# STATED EXERCISE
Write out only the tail of the records, beginning at the line containing "One point goes on every instance of the green" and including the last line, exactly as written.

# LISTING
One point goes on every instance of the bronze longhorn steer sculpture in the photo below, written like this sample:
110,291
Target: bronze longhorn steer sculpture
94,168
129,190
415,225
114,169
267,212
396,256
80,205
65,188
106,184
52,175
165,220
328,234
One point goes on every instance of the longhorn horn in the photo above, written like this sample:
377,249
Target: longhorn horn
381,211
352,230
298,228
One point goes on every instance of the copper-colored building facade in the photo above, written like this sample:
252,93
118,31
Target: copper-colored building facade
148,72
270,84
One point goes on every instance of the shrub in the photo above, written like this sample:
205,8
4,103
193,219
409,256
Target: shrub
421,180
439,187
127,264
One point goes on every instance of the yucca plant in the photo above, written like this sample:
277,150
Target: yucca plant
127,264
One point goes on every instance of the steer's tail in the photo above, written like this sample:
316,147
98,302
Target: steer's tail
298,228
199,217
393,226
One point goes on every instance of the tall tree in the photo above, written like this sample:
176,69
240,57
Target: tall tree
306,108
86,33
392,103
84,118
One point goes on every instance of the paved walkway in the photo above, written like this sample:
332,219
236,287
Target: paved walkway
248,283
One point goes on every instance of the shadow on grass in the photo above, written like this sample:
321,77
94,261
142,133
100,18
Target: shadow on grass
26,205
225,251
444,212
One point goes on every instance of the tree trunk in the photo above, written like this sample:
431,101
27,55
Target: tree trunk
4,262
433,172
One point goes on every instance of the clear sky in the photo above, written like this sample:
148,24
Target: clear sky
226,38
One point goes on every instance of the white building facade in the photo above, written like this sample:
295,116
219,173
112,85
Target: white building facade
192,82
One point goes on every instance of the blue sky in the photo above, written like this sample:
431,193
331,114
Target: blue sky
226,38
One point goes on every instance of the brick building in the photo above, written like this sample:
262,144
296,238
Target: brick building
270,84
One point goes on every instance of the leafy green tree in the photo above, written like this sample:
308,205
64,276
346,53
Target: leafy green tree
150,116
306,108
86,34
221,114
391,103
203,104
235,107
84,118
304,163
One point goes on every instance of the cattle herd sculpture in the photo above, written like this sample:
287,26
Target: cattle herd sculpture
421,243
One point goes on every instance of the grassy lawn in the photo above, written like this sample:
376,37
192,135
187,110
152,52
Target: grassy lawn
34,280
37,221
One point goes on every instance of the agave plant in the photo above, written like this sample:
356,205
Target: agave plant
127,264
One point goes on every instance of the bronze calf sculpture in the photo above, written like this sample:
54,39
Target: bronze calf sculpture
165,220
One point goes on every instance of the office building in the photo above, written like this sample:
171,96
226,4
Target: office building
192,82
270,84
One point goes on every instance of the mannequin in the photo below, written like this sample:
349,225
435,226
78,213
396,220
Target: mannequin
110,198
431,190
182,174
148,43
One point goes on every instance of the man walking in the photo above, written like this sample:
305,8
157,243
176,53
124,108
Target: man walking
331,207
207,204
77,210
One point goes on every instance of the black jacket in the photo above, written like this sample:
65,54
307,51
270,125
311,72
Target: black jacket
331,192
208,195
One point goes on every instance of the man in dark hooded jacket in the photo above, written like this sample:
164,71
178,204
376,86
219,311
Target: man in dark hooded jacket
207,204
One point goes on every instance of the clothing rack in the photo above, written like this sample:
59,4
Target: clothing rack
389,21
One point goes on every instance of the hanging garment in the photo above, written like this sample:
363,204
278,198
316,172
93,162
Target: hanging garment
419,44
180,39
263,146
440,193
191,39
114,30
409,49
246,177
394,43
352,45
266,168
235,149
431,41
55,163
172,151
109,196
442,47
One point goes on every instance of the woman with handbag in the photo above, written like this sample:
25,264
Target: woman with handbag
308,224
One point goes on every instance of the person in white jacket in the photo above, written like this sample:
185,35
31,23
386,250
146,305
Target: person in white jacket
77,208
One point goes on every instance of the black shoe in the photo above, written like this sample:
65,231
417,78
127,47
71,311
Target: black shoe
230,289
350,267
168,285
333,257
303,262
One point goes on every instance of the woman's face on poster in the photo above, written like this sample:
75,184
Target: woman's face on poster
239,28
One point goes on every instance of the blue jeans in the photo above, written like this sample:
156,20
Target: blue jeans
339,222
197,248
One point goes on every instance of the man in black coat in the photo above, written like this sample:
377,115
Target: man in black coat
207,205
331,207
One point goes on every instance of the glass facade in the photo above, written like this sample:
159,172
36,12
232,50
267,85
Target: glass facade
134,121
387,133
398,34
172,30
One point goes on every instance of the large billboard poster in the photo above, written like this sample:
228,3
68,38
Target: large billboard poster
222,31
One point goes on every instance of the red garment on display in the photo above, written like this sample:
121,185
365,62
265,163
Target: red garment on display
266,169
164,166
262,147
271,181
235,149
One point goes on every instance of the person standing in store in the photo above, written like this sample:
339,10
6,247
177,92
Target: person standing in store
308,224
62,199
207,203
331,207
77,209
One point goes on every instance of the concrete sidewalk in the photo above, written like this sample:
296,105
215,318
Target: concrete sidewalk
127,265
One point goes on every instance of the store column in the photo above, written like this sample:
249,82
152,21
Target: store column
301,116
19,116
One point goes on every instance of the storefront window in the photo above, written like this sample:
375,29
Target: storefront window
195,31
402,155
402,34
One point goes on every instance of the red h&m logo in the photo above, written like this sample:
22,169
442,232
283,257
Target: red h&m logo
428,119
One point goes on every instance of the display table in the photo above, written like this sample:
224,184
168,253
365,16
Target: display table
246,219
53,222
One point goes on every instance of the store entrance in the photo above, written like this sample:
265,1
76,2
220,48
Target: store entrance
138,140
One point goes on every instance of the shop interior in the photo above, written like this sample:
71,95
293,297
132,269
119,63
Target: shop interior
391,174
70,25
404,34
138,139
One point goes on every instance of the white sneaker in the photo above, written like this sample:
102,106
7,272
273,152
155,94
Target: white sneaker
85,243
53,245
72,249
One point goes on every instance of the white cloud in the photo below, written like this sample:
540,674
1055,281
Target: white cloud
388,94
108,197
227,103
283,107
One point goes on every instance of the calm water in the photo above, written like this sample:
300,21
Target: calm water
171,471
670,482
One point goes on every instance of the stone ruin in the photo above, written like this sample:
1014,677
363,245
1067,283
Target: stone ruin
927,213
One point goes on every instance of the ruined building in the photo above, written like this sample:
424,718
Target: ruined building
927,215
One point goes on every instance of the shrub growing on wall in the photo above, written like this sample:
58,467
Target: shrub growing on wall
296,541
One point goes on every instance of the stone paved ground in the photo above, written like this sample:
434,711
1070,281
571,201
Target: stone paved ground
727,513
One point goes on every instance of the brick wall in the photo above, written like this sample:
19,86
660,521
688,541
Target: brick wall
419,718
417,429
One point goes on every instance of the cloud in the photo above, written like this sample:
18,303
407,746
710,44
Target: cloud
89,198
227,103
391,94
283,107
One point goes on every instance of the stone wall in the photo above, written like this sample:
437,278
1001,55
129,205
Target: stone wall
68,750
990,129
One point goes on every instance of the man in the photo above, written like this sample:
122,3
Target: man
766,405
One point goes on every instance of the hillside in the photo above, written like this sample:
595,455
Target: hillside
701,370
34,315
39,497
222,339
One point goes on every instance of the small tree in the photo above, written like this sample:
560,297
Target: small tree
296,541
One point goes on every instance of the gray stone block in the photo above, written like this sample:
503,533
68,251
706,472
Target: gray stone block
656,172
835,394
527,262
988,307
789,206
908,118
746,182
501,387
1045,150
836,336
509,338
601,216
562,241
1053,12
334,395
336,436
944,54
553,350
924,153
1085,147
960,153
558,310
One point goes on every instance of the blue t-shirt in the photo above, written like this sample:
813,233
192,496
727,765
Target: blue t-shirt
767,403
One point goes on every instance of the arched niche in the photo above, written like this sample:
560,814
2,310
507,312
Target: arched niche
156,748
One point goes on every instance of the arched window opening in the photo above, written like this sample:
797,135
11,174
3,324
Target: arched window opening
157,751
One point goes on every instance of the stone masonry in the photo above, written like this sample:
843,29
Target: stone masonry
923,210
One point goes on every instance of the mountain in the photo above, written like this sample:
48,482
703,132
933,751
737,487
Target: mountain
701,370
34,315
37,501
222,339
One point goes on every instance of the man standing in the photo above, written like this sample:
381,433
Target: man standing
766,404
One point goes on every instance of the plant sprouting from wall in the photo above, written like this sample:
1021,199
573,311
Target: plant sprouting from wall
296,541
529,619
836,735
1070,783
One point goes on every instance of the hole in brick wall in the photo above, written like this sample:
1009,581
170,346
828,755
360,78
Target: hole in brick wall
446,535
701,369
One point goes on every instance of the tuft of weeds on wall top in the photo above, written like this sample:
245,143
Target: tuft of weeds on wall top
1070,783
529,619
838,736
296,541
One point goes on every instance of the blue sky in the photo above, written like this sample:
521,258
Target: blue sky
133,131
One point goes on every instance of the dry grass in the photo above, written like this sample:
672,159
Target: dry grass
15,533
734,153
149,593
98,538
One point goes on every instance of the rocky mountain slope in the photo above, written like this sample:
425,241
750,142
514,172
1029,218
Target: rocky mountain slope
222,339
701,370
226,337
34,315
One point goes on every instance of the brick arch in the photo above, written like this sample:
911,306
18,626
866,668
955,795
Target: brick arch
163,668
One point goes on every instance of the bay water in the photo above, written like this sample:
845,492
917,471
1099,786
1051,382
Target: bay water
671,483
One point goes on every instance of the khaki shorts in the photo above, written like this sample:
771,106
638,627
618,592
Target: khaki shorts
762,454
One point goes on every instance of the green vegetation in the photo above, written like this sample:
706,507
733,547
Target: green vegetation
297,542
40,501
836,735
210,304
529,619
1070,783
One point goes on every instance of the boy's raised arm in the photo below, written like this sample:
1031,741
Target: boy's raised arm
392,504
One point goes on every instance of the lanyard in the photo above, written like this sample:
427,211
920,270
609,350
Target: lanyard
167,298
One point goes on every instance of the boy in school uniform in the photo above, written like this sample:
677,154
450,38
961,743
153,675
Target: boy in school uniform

# SOLUTION FOR THIS TASK
One point goes on every instance of the green vegetation in the photo above, written like this sample:
706,507
733,547
Target: green vegetation
297,542
40,501
836,735
210,304
529,619
1070,783
One point goes on every instance of the boy's raised arm in the photo below, written like this sample:
1031,741
Target: boy's raised arm
392,504
One point goes on every instance of the lanyard in the photo above, written like this sample:
427,211
920,270
609,350
Target: lanyard
167,298
One point goes on every instance of the boy in school uniform in the photo above, written like this sample:
677,154
450,38
961,743
153,675
Target: boy in school uniform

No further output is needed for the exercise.